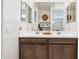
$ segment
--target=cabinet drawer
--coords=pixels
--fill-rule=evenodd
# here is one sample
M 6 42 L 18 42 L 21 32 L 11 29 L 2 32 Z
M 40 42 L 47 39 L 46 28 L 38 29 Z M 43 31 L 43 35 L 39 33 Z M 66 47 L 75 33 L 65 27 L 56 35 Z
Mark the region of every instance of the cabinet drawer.
M 64 44 L 66 44 L 66 43 L 70 43 L 70 44 L 76 44 L 76 41 L 77 39 L 74 39 L 74 38 L 69 38 L 69 39 L 62 39 L 62 42 L 64 43 Z
M 55 44 L 57 44 L 57 43 L 62 43 L 62 39 L 49 39 L 49 43 L 55 43 Z
M 46 39 L 20 39 L 21 43 L 47 43 Z

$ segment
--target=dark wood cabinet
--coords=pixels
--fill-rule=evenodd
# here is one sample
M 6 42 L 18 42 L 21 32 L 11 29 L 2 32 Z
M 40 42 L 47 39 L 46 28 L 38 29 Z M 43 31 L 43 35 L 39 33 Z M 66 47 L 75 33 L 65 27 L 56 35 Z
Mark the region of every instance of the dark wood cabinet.
M 19 59 L 77 59 L 77 39 L 20 38 Z

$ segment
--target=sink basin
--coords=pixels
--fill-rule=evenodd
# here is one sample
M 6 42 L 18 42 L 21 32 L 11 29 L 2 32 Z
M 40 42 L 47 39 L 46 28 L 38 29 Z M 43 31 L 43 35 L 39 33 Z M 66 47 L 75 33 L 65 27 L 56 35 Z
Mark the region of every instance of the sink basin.
M 51 35 L 51 34 L 53 34 L 52 32 L 44 32 L 44 33 L 42 33 L 42 34 L 44 34 L 44 35 Z

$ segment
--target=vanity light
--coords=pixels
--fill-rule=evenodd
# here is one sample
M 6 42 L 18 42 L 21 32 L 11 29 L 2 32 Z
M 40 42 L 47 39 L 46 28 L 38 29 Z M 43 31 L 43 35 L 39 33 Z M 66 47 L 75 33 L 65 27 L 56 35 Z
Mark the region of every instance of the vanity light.
M 55 23 L 55 21 L 53 21 L 52 23 Z

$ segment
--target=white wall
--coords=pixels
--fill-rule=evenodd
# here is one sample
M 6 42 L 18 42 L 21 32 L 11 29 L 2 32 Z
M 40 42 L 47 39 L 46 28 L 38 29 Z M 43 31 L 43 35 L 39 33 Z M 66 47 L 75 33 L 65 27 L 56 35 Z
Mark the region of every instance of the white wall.
M 64 2 L 65 0 L 33 0 L 33 2 Z
M 21 0 L 3 0 L 2 58 L 19 59 L 19 21 Z
M 51 18 L 50 18 L 50 10 L 44 10 L 44 9 L 42 9 L 42 10 L 38 10 L 38 21 L 39 22 L 44 22 L 43 21 L 43 19 L 42 19 L 42 16 L 44 15 L 44 14 L 47 14 L 48 15 L 48 20 L 47 20 L 47 22 L 50 20 L 51 21 Z
M 68 7 L 68 5 L 71 3 L 71 2 L 75 2 L 75 0 L 65 0 L 65 19 L 64 19 L 64 24 L 65 24 L 65 26 L 64 26 L 64 28 L 65 28 L 65 31 L 74 31 L 74 32 L 78 32 L 78 23 L 77 23 L 77 19 L 76 19 L 76 21 L 75 22 L 71 22 L 71 23 L 67 23 L 67 7 Z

STATED EXERCISE:
Copy the rows from their beginning through the line that contains "M 55 23 L 55 21 L 53 21 L 52 23 Z", swapping "region" for "area" and changing nothing else. Leave the pictures out of your answer.

REPLY TO THE EXERCISE:
$ segment
--target=cabinet drawer
--coords=pixels
--fill-rule=evenodd
# here is one sample
M 6 42 L 18 42 L 21 32 L 11 29 L 2 32 Z
M 40 42 L 47 39 L 46 28 L 38 29 Z M 43 31 L 43 35 L 39 33 Z M 66 47 L 75 33 L 65 27 L 56 35 Z
Mark the area of every instance of the cabinet drawer.
M 64 44 L 66 44 L 66 43 L 70 43 L 70 44 L 76 44 L 76 41 L 77 39 L 74 39 L 74 38 L 69 38 L 69 39 L 62 39 L 62 42 L 64 43 Z
M 55 44 L 57 44 L 57 43 L 62 43 L 62 39 L 49 39 L 49 43 L 55 43 Z
M 46 39 L 20 39 L 21 43 L 47 43 Z

$ segment
--target=dark wood cabinet
--coords=pixels
--fill-rule=evenodd
# here is one sample
M 6 42 L 18 42 L 21 32 L 11 29 L 2 32 Z
M 40 42 L 47 39 L 46 28 L 38 29 Z M 43 31 L 43 35 L 39 33 Z M 66 47 L 75 33 L 65 27 L 56 35 Z
Mark the area of every instance of the dark wood cabinet.
M 19 59 L 77 59 L 77 39 L 20 38 Z

$ segment
--target=sink basin
--coords=pixels
--fill-rule=evenodd
# here is one sample
M 6 42 L 18 42 L 21 32 L 11 29 L 2 32 Z
M 40 42 L 47 39 L 46 28 L 38 29 Z M 43 31 L 43 35 L 39 33 Z M 66 47 L 75 33 L 65 27 L 56 35 Z
Mark the area of every instance of the sink basin.
M 51 35 L 51 34 L 53 34 L 52 32 L 44 32 L 44 33 L 42 33 L 42 34 L 44 34 L 44 35 Z

$ segment
--target=vanity light
--coords=pixels
--fill-rule=evenodd
# here is one sample
M 6 42 L 18 42 L 21 32 L 11 29 L 2 32 Z
M 40 42 L 47 39 L 46 28 L 38 29 Z M 43 31 L 43 35 L 39 33 Z M 66 47 L 75 33 L 65 27 L 56 35 Z
Mark the area of every instance of the vanity light.
M 55 23 L 55 21 L 53 21 L 52 23 Z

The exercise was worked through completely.